Exercise aim –
Please write out all of the entries beneath this line exactly, skipping the pictures.

Exercise inputs –
------------------------------------

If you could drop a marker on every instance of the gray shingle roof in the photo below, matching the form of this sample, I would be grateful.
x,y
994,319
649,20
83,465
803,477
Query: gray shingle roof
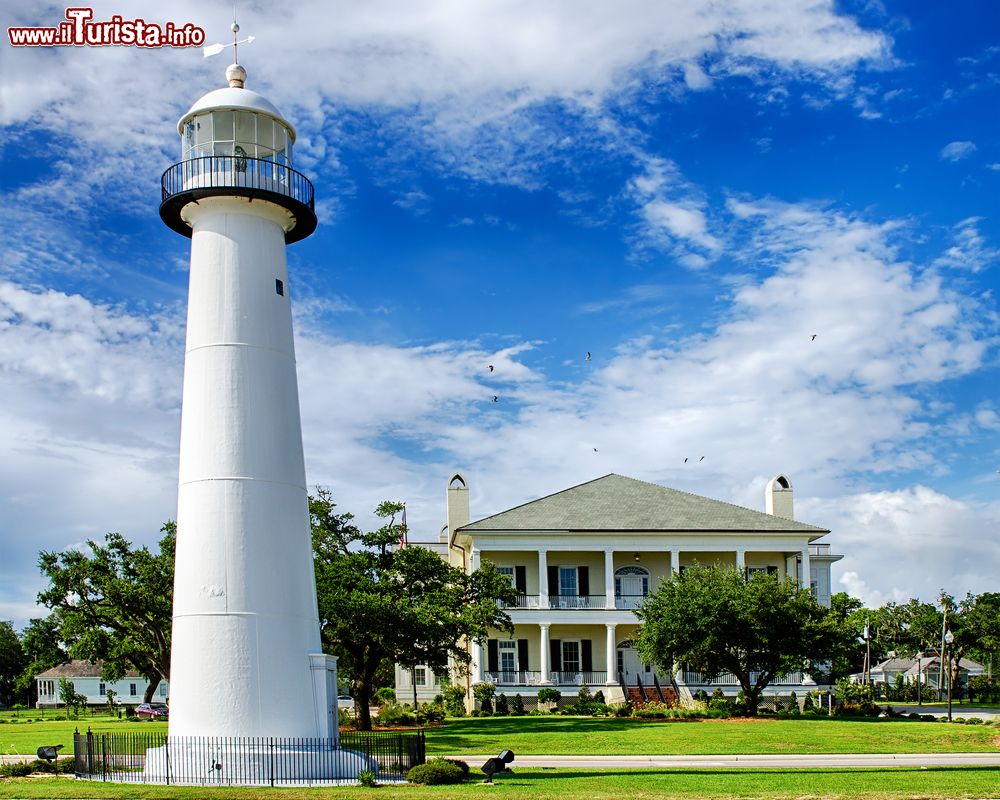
x,y
80,669
617,503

------------------------------------

The answer –
If you could drop a marker on every instance of the gray shingle roof in the photo below, matching the form of this sample, I would be grateful.
x,y
994,319
649,20
83,465
803,477
Query: gray shingle roof
x,y
80,669
617,503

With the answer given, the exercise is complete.